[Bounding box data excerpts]
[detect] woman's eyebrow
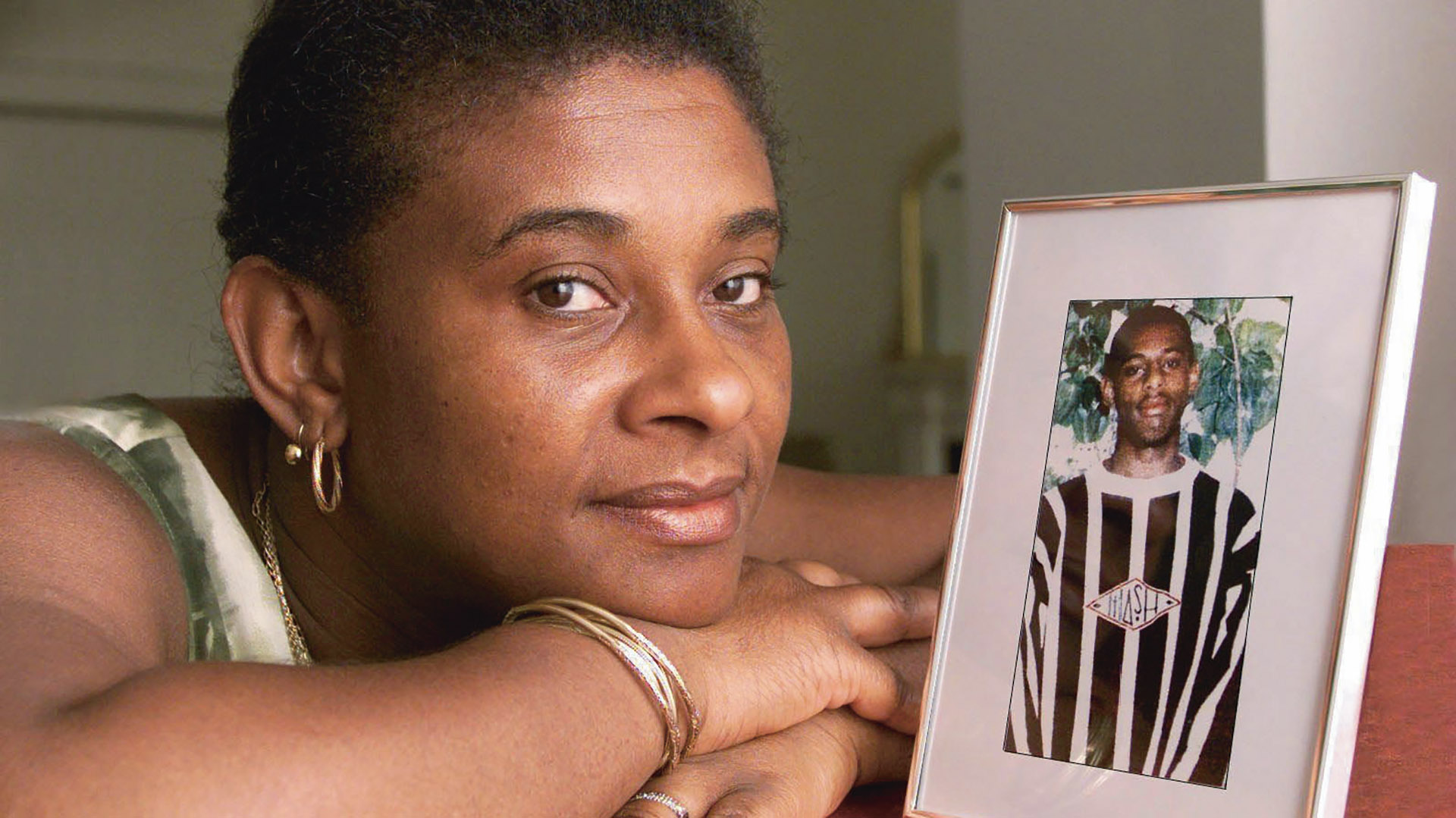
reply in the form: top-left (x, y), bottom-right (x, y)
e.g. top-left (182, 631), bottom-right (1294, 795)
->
top-left (481, 207), bottom-right (630, 258)
top-left (718, 207), bottom-right (788, 245)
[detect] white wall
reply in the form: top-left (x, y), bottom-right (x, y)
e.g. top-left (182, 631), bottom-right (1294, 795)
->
top-left (959, 0), bottom-right (1264, 359)
top-left (1264, 0), bottom-right (1456, 543)
top-left (763, 0), bottom-right (958, 472)
top-left (0, 0), bottom-right (956, 470)
top-left (0, 0), bottom-right (255, 408)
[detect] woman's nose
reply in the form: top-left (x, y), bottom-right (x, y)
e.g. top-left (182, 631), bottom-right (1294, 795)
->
top-left (620, 309), bottom-right (755, 434)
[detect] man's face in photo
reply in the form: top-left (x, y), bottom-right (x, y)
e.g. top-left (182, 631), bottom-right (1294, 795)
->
top-left (1102, 317), bottom-right (1198, 448)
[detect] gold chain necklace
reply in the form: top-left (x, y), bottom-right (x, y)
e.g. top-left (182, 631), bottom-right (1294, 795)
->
top-left (253, 478), bottom-right (313, 665)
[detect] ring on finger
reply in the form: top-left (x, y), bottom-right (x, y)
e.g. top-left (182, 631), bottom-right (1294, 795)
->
top-left (628, 789), bottom-right (689, 818)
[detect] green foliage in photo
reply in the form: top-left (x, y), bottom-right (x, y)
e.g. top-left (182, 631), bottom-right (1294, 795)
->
top-left (1046, 299), bottom-right (1288, 487)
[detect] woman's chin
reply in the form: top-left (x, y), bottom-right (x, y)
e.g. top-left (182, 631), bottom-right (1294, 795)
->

▶ [What is needed]: Please recast every line of the listing above as a numbered list, skipping any blank lines. Leave the pictures out of your answer.

▶ [Finished exercise]:
1. [detect] woman's eyebrow
2. reply in the form: top-left (x, y), bottom-right (x, y)
3. e.g. top-left (182, 631), bottom-right (1294, 795)
4. ->
5. top-left (481, 207), bottom-right (630, 258)
6. top-left (718, 207), bottom-right (788, 245)
7. [detect] white wall
8. reply in the form: top-left (x, y), bottom-right (x, y)
9. e.g. top-left (182, 631), bottom-right (1294, 795)
10. ->
11. top-left (959, 0), bottom-right (1264, 359)
12. top-left (1264, 0), bottom-right (1456, 543)
13. top-left (763, 0), bottom-right (958, 472)
14. top-left (0, 0), bottom-right (956, 470)
15. top-left (0, 0), bottom-right (255, 408)
16. [detect] woman's nose
17. reply in the form: top-left (x, y), bottom-right (x, y)
18. e.g. top-left (182, 631), bottom-right (1294, 795)
19. ->
20. top-left (620, 309), bottom-right (755, 434)
21. [detect] man's face in photo
22. reply in the form: top-left (x, y), bottom-right (x, y)
23. e.g. top-left (182, 631), bottom-right (1294, 795)
24. ->
25. top-left (1102, 317), bottom-right (1198, 448)
26. [detect] gold chain necklace
27. reply in the form: top-left (x, y), bottom-right (x, y)
28. e.g. top-left (182, 631), bottom-right (1294, 795)
29. ->
30. top-left (253, 478), bottom-right (313, 665)
31. [detect] ring on finger
32. reply in the form: top-left (x, y), bottom-right (x, y)
33. e.g. top-left (182, 631), bottom-right (1294, 795)
34. ->
35. top-left (628, 789), bottom-right (689, 818)
36. [detect] green foliage in photo
37. reply in the form: top-left (x, y), bottom-right (x, y)
38. e.g. top-left (182, 631), bottom-right (1294, 795)
39. ->
40. top-left (1046, 299), bottom-right (1288, 487)
41. [detect] woman's chin
42. reply in the form: top-left (x, y), bottom-right (x, y)
43. e.g. top-left (182, 631), bottom-right (1294, 795)
44. ->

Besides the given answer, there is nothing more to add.